Excerpts from a point labeling dataset
++++++++++

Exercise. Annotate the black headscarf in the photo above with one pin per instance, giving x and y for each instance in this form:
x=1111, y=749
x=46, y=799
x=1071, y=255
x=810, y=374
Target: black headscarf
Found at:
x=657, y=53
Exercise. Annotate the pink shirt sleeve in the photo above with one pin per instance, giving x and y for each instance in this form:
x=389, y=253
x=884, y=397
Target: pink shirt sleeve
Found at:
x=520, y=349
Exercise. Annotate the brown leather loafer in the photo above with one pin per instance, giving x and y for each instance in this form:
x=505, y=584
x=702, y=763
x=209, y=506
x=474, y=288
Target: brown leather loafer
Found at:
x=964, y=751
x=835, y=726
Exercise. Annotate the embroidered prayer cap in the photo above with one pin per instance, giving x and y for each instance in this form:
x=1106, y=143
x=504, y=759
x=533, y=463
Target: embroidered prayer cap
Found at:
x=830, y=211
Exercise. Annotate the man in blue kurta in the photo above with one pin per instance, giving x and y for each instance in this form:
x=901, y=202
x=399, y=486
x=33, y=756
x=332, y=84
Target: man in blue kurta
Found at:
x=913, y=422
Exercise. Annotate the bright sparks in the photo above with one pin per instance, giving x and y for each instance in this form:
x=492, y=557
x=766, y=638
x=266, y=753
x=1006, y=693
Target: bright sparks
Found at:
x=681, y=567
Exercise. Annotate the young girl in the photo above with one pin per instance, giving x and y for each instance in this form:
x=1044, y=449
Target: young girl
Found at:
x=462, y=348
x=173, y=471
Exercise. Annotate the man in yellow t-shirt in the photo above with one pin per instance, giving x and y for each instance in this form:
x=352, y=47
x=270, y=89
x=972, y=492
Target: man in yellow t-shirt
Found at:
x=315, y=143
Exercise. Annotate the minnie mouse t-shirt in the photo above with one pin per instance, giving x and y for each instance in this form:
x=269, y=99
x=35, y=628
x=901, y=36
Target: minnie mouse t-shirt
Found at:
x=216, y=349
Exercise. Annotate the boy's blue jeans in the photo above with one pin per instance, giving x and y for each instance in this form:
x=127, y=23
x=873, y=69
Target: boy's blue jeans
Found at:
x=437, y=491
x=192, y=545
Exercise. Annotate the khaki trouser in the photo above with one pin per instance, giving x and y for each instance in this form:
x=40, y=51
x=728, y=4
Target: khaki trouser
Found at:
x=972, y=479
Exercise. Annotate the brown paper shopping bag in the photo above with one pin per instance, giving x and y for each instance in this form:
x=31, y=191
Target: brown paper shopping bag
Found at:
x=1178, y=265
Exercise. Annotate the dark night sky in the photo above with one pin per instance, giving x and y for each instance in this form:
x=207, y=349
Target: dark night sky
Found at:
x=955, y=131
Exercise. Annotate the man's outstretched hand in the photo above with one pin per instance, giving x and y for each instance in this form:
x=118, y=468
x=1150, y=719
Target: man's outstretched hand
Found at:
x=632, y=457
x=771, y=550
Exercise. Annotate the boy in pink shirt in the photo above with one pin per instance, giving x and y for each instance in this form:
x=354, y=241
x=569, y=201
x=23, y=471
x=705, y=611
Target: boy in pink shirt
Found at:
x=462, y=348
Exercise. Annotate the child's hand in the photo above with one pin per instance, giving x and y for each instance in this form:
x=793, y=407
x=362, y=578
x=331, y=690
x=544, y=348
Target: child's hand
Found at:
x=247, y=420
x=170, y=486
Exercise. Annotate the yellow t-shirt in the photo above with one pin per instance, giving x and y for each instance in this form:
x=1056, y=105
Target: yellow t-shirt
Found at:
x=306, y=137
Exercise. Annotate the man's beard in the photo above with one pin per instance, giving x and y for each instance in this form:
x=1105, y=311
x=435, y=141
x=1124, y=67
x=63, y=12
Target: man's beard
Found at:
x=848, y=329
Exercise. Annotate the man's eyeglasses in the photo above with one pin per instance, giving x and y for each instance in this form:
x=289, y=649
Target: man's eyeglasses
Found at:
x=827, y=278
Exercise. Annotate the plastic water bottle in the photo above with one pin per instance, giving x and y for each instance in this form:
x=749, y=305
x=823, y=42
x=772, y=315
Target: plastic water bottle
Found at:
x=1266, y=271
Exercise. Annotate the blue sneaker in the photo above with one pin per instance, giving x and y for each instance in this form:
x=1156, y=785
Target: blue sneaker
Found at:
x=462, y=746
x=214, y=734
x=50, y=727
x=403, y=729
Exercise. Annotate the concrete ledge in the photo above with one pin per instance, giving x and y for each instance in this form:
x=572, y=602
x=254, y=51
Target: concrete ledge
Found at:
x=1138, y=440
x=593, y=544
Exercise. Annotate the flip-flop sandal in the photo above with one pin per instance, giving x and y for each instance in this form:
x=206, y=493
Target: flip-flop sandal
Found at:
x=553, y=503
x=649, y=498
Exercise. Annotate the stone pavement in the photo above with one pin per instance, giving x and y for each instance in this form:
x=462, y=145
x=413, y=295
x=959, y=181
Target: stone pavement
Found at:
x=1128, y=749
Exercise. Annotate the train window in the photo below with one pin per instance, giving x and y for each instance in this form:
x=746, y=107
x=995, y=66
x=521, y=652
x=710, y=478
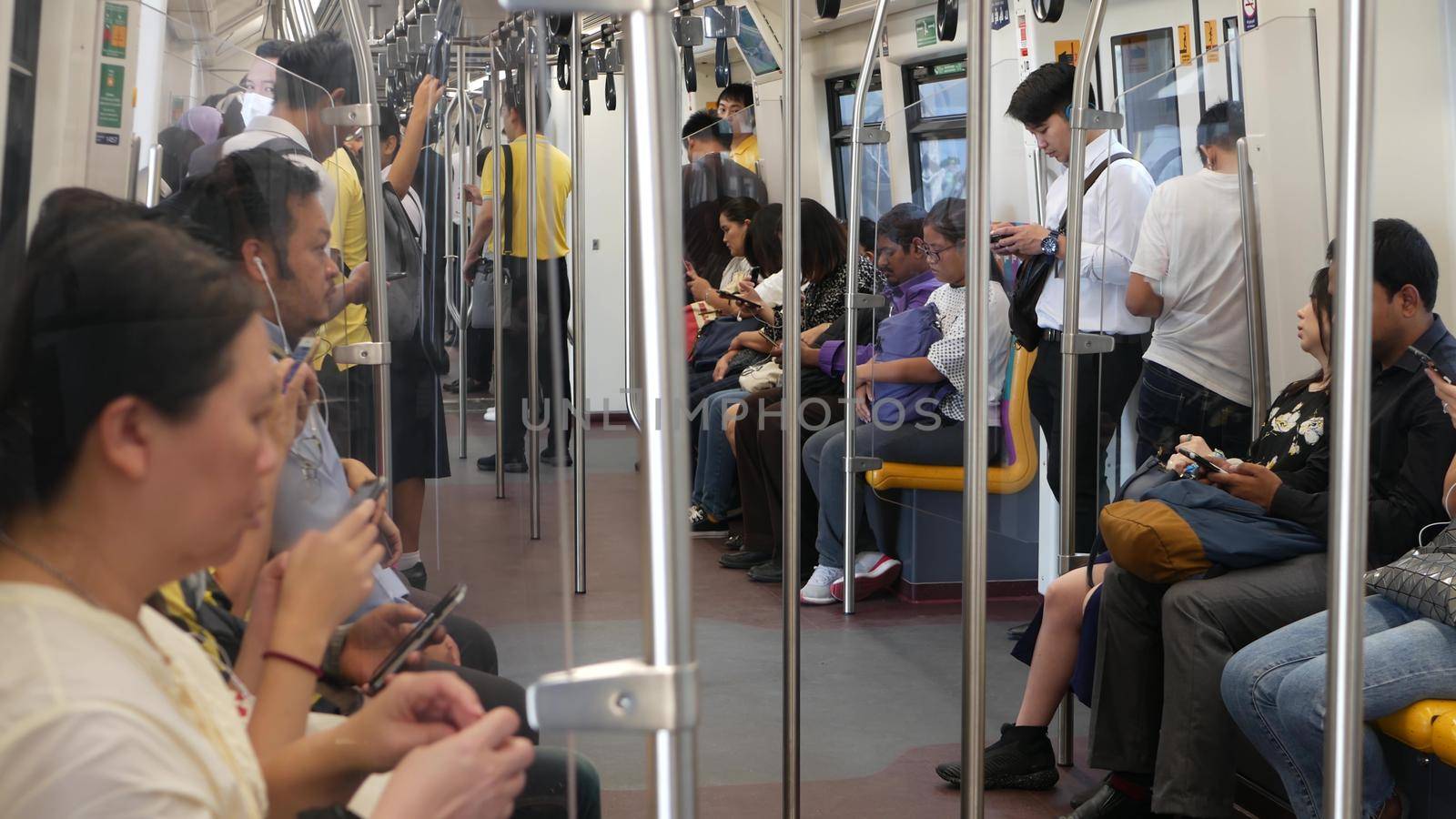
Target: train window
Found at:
x=935, y=98
x=1148, y=94
x=15, y=196
x=874, y=178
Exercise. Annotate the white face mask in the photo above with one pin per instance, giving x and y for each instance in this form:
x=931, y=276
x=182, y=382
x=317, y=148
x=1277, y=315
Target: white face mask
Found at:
x=255, y=106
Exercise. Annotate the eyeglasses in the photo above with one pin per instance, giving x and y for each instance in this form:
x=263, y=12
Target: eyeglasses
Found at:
x=932, y=254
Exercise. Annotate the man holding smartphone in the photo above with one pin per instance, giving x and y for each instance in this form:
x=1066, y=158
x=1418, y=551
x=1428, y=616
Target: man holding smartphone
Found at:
x=1111, y=212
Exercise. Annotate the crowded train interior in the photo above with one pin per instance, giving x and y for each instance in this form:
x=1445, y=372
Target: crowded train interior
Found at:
x=405, y=410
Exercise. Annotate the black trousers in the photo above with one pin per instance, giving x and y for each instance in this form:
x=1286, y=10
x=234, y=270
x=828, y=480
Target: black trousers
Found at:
x=1161, y=653
x=553, y=302
x=1104, y=383
x=759, y=450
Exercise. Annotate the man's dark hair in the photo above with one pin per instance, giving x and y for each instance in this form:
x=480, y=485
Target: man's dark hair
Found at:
x=1045, y=92
x=740, y=208
x=313, y=69
x=273, y=48
x=737, y=92
x=1404, y=257
x=1222, y=124
x=903, y=225
x=703, y=124
x=247, y=197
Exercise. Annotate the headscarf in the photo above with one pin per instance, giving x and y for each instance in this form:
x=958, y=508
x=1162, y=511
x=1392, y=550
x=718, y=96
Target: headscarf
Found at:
x=204, y=121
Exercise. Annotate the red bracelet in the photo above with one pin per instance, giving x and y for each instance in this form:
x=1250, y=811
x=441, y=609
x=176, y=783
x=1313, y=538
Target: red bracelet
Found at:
x=305, y=665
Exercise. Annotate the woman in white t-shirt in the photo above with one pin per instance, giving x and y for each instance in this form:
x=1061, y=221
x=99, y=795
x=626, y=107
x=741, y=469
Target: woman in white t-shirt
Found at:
x=152, y=467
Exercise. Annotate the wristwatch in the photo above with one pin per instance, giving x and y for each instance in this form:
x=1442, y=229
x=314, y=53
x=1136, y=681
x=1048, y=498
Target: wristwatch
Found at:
x=1048, y=245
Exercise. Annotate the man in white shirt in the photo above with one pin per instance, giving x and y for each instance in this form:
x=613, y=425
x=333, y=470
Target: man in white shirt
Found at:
x=1188, y=278
x=1111, y=213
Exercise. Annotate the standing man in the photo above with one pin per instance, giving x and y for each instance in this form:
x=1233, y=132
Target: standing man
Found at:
x=1188, y=278
x=552, y=187
x=1113, y=207
x=735, y=106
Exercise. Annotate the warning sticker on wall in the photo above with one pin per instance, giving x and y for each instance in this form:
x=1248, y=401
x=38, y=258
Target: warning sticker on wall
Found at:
x=1067, y=51
x=108, y=98
x=114, y=31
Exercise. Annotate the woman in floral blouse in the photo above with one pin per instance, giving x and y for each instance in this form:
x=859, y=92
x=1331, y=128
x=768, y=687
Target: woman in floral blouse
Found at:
x=1060, y=644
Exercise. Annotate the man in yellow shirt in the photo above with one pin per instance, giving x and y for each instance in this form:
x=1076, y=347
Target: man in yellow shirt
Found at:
x=735, y=106
x=553, y=285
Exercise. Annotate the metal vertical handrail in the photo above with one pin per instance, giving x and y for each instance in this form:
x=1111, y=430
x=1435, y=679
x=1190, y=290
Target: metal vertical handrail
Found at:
x=973, y=497
x=533, y=388
x=375, y=234
x=793, y=365
x=1072, y=327
x=497, y=264
x=1350, y=405
x=458, y=244
x=1254, y=290
x=579, y=308
x=856, y=143
x=155, y=159
x=652, y=157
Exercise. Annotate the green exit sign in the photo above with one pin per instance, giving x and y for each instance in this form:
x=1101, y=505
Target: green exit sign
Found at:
x=925, y=31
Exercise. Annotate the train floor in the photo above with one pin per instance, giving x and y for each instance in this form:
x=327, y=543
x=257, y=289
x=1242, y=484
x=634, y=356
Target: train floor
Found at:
x=880, y=690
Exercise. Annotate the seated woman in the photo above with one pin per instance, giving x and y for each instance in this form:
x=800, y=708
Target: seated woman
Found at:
x=1274, y=687
x=826, y=268
x=944, y=248
x=1060, y=644
x=759, y=452
x=142, y=474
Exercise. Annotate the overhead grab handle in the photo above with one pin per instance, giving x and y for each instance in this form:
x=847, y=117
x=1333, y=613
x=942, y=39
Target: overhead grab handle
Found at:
x=946, y=18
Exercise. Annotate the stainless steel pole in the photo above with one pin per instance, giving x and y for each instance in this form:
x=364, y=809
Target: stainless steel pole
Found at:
x=579, y=305
x=375, y=219
x=793, y=363
x=652, y=157
x=1350, y=404
x=856, y=147
x=973, y=496
x=155, y=159
x=1254, y=290
x=1070, y=327
x=497, y=225
x=533, y=388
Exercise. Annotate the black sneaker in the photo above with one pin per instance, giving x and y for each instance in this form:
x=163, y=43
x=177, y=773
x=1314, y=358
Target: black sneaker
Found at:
x=415, y=576
x=513, y=464
x=706, y=525
x=1021, y=760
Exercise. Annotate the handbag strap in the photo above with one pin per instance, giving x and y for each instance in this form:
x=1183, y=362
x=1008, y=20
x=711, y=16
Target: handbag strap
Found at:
x=1092, y=178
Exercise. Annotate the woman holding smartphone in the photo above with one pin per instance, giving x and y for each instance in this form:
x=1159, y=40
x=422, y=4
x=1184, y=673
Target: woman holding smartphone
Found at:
x=1060, y=644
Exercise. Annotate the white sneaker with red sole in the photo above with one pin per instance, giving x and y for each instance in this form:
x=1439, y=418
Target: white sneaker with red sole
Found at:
x=874, y=571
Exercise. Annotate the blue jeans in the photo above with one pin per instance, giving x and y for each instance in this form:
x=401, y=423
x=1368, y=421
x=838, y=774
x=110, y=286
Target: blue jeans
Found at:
x=1169, y=405
x=715, y=479
x=1274, y=690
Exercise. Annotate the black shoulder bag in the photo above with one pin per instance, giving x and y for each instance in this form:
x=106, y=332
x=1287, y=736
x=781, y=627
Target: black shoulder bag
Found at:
x=1033, y=278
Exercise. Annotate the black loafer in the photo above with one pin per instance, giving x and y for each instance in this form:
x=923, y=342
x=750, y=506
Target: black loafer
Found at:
x=1111, y=804
x=513, y=464
x=743, y=559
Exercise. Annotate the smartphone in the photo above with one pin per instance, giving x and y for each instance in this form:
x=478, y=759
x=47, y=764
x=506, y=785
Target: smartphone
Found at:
x=737, y=298
x=1203, y=462
x=1431, y=363
x=371, y=490
x=415, y=639
x=298, y=356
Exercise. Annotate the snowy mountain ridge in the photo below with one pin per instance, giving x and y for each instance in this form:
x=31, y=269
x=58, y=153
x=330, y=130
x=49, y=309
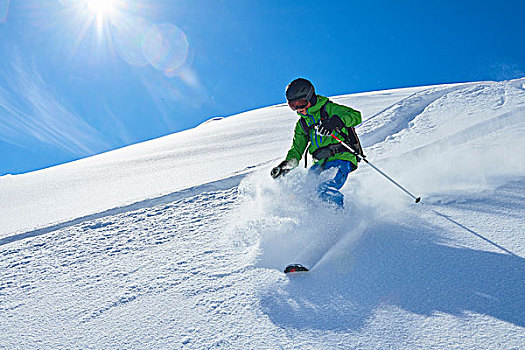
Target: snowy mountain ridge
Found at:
x=180, y=242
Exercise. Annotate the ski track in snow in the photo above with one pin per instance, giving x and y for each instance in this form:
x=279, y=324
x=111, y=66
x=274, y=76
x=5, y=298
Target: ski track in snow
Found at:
x=200, y=268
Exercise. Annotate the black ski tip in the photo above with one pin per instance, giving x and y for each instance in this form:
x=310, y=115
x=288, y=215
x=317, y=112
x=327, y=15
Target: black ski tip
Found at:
x=295, y=268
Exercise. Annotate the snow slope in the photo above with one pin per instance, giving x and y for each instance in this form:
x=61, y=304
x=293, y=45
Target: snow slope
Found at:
x=179, y=242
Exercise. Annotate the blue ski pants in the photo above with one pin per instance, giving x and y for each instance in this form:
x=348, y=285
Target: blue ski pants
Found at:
x=329, y=186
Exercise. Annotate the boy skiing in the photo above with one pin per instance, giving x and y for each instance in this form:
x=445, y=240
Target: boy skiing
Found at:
x=319, y=120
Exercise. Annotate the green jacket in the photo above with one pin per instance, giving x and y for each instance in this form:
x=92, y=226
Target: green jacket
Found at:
x=349, y=116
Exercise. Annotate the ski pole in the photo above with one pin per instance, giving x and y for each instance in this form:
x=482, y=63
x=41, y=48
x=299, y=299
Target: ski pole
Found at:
x=359, y=157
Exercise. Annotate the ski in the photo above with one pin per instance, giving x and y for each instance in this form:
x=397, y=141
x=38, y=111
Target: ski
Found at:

++++++++++

[Task prompt] Copy out the rows word for word, from the line with "Exercise. Annotate the embroidered" up to and including the line with "x=830, y=211".

[Solution for this problem]
Exercise. Annotate the embroidered prayer cap in the photo above with one pin per instance, giving x and y for each instance in this form:
x=1106, y=143
x=504, y=759
x=533, y=463
Target: embroidered prayer cap
Found at:
x=830, y=211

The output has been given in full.